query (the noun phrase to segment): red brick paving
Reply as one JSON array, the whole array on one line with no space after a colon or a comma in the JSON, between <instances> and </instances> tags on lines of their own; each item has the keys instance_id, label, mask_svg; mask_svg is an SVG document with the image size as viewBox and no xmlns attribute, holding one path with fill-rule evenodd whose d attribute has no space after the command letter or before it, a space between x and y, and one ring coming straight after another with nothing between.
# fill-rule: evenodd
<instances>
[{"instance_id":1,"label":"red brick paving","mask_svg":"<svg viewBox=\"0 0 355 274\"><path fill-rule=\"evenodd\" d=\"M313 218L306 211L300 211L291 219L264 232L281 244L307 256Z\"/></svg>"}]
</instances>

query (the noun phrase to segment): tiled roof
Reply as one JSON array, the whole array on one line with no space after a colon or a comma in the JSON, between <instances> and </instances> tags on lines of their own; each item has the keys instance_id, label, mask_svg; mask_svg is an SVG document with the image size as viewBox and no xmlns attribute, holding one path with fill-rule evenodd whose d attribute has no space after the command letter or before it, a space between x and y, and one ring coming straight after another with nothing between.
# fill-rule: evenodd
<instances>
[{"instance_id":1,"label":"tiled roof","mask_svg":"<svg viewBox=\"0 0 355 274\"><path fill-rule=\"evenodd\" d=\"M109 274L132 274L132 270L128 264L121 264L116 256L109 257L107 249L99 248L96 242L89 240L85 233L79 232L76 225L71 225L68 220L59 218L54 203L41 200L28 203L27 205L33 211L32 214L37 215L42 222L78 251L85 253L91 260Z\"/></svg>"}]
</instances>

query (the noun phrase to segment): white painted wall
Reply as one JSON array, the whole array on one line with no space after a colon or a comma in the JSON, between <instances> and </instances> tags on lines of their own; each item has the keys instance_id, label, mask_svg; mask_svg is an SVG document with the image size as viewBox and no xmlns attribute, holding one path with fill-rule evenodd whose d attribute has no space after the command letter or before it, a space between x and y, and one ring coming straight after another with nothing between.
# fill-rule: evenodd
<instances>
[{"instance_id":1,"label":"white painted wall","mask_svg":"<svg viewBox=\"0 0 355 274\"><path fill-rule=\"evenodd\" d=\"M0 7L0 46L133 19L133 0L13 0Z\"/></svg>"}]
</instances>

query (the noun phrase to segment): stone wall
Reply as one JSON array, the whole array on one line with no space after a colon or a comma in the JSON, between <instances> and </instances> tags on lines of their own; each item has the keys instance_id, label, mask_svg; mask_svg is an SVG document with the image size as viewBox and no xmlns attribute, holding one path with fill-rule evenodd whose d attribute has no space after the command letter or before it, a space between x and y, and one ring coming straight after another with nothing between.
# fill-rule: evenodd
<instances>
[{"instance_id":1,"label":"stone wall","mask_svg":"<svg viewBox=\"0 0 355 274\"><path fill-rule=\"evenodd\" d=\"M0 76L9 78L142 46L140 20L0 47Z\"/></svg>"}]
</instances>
------------------------------------------------------------
> **What to produce**: State how many lines of the items above contain the word "white". Give only the number.

> **Solution to the problem**: 2